## [Prompt]
Beginning at the line that contains "Practice step: indicate the ford oval" and ending at the last line of the entries, write out each line exactly; include nothing outside that span.

^^^^^^^^^^^^^^^^

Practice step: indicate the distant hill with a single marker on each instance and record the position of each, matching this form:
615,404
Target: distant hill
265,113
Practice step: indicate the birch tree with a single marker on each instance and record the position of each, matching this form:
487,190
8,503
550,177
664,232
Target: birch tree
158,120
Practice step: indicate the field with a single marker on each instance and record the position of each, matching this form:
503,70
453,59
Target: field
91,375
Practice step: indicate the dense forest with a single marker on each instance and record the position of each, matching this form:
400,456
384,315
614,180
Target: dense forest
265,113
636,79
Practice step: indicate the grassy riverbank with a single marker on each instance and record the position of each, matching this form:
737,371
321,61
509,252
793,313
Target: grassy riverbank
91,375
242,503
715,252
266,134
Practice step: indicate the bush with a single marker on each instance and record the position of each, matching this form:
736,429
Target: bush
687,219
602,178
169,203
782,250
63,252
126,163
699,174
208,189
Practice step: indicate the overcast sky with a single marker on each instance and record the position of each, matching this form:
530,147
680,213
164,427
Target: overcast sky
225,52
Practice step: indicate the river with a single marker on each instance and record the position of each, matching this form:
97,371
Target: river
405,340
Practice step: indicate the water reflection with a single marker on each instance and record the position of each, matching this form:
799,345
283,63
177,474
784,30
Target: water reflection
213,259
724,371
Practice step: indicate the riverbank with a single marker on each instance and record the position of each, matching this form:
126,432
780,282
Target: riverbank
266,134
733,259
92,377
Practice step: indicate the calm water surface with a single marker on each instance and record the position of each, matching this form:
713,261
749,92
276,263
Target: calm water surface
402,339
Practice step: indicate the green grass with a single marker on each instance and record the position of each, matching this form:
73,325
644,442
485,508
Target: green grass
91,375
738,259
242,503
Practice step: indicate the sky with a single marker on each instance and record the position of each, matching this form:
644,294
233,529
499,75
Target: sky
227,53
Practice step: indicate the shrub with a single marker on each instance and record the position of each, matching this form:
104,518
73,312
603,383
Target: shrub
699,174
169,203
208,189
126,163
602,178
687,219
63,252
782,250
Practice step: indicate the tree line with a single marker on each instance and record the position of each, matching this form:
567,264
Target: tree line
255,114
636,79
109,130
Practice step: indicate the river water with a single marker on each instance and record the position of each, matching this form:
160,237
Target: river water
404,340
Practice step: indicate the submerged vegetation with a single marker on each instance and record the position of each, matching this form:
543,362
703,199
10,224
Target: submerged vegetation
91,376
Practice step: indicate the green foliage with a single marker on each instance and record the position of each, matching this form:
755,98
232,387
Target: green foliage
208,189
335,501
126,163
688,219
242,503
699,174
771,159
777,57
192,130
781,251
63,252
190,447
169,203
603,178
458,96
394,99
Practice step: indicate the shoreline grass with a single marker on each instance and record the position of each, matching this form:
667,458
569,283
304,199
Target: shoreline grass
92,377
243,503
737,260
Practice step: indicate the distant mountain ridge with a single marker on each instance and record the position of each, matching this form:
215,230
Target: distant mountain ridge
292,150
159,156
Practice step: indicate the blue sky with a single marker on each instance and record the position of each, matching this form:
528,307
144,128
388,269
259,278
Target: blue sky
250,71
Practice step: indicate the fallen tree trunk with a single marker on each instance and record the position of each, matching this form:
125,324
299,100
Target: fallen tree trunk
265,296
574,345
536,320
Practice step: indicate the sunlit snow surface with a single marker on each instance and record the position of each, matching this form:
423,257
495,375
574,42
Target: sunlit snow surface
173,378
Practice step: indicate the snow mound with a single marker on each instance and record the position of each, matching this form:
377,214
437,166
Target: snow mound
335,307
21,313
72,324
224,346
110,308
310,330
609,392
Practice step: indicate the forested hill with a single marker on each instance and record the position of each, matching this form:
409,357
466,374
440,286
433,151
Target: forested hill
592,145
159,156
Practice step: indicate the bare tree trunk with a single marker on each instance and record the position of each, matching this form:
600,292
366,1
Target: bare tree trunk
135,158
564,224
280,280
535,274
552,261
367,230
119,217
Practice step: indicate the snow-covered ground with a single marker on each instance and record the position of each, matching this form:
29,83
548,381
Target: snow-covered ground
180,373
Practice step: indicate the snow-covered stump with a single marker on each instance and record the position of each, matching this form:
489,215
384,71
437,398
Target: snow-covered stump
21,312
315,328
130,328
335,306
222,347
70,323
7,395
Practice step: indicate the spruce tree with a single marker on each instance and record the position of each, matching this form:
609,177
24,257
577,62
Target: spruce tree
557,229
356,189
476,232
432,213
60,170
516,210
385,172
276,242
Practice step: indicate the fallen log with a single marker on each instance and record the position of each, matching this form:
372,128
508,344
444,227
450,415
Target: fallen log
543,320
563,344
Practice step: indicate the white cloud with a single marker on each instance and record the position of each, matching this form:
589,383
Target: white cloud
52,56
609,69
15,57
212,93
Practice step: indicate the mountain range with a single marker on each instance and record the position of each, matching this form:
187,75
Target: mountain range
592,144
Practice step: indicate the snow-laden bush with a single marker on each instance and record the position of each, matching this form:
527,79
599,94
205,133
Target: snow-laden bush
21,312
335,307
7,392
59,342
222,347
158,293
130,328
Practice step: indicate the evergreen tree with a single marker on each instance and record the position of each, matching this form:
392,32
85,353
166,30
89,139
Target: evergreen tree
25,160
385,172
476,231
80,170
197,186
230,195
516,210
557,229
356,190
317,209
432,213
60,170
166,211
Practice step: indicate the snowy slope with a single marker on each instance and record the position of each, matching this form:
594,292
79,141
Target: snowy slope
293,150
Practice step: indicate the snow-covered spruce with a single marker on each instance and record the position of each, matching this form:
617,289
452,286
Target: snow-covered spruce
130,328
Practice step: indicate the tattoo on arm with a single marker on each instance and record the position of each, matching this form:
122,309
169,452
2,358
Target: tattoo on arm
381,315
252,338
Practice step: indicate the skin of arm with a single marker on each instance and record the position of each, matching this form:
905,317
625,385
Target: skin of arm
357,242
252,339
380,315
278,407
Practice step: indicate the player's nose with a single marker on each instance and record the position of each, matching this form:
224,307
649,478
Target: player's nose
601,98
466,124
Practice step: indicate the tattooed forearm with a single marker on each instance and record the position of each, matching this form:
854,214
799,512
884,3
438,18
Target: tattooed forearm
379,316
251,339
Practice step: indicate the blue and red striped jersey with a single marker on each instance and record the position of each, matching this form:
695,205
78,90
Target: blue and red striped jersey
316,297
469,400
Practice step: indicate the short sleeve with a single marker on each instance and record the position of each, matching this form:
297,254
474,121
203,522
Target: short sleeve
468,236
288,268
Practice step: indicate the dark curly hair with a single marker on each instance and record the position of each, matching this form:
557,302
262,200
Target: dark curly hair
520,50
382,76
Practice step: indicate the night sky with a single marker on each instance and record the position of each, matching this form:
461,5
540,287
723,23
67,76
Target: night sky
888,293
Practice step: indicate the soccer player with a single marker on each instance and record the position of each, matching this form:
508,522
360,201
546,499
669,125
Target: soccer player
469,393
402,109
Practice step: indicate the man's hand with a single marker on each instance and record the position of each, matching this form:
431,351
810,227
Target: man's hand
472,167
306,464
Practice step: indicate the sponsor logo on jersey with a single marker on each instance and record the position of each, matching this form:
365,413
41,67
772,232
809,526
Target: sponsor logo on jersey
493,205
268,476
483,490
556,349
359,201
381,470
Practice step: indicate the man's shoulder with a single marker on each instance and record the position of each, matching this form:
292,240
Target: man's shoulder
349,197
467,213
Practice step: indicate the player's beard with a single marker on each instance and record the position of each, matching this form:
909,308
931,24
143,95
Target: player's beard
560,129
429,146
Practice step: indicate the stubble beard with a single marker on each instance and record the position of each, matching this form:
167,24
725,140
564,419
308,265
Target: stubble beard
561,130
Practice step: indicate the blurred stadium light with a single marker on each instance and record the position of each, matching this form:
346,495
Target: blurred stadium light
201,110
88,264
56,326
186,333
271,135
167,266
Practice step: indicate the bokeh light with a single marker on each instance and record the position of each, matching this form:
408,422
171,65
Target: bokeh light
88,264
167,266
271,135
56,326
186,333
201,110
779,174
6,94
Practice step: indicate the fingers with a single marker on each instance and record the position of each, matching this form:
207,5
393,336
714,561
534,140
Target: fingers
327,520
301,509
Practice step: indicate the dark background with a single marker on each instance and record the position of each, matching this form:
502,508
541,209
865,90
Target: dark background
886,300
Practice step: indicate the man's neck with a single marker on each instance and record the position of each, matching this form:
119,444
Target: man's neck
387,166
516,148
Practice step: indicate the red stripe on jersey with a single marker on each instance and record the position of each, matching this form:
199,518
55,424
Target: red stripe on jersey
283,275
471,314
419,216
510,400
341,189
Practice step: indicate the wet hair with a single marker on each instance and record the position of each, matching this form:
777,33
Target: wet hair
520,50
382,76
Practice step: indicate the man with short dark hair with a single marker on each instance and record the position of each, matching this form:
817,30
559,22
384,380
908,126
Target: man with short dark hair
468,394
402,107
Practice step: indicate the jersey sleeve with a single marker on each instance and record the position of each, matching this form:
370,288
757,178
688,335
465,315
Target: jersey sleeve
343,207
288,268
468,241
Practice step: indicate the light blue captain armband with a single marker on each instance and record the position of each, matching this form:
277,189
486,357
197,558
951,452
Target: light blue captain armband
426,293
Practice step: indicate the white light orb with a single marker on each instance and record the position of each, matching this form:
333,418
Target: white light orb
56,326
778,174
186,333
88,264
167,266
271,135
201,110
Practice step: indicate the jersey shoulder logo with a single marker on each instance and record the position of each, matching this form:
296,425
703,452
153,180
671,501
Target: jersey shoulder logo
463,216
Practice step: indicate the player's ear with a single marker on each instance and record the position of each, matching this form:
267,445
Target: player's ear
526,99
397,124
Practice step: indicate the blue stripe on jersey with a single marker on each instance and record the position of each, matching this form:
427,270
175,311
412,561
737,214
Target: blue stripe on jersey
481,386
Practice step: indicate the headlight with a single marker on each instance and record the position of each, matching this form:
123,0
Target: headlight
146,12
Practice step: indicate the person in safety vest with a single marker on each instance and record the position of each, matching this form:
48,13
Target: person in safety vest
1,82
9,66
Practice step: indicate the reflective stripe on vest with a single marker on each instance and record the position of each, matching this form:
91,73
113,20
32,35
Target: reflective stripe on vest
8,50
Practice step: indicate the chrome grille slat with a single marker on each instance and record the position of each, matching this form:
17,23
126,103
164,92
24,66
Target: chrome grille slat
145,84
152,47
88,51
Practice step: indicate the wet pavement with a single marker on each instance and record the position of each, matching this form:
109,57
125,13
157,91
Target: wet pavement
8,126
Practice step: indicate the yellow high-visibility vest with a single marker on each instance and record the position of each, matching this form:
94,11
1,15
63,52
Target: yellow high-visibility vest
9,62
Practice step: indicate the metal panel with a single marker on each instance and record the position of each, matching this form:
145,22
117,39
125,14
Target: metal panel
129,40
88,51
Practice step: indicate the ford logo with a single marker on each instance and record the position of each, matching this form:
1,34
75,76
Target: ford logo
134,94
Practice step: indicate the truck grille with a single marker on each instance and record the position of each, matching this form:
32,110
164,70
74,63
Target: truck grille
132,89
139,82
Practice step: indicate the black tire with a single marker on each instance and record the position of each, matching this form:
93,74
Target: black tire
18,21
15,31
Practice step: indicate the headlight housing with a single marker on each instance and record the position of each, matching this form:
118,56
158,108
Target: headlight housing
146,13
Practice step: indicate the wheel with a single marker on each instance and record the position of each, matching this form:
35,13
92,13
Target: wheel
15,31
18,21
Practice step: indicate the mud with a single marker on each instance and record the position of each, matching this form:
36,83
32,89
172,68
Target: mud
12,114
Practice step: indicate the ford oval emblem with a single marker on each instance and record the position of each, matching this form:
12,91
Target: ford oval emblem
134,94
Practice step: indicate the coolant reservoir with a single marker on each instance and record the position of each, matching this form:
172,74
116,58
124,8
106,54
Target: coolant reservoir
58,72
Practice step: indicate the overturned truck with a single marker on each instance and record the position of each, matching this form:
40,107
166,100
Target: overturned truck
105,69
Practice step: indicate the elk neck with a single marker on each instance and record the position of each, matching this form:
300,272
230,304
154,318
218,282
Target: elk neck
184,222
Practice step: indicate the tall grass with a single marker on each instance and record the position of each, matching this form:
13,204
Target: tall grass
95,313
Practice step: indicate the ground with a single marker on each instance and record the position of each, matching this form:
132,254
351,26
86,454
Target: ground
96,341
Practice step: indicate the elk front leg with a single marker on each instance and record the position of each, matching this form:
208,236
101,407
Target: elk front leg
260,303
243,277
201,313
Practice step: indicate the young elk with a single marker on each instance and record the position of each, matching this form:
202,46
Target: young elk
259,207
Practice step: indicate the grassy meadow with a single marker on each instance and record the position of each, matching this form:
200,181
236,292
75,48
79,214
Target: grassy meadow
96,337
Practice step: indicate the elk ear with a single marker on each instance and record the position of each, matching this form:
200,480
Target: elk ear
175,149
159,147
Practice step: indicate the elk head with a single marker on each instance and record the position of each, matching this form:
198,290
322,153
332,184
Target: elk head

^^^^^^^^^^^^^^^^

## [Solution for this task]
Practice step: indicate the ford oval emblem with a single marker on each instance and record the position of each, matching this form:
12,91
Target: ford oval emblem
134,94
Practice step: indicate the coolant reservoir with a single marker on each instance and record the position of each, matching this form:
172,74
116,58
124,8
106,54
Target: coolant reservoir
58,72
Practice step: indicate the overturned truck with a single marker on each instance and record the position of each, matching this form:
40,107
166,100
Target: overturned truck
105,69
Practice step: indicate the elk neck with a single marker on each instance and record the position of each, matching this form:
300,272
230,304
154,318
218,282
Target: elk neck
184,222
Practice step: indicate the tall grass with a single marker on each instance and record the position of each, matching this form:
13,204
Target: tall grass
95,313
Practice step: indicate the ground with a single marker on each instance and record the position of each, matching this form:
132,254
351,26
86,454
Target: ground
96,341
Practice step: indicate the elk front leg with a single marker on each instance and record the position of each, matching this form:
208,236
101,407
Target: elk front leg
260,303
243,277
201,313
Practice step: indicate the young elk with a single marker on each instance and record the position of each, matching this form:
202,46
Target: young elk
259,207
Practice step: indicate the grassy meadow with a single marker on each instance and record the position of each, matching this form:
200,181
236,292
75,48
79,214
Target: grassy meadow
96,337
Practice step: indicate the elk ear with a single marker on each instance and record the position of each, matching this form:
200,480
Target: elk ear
175,149
159,147
Practice step: indicate the elk head with a single marker on each instance and record the position of each, matching this form:
198,290
322,153
332,184
Target: elk head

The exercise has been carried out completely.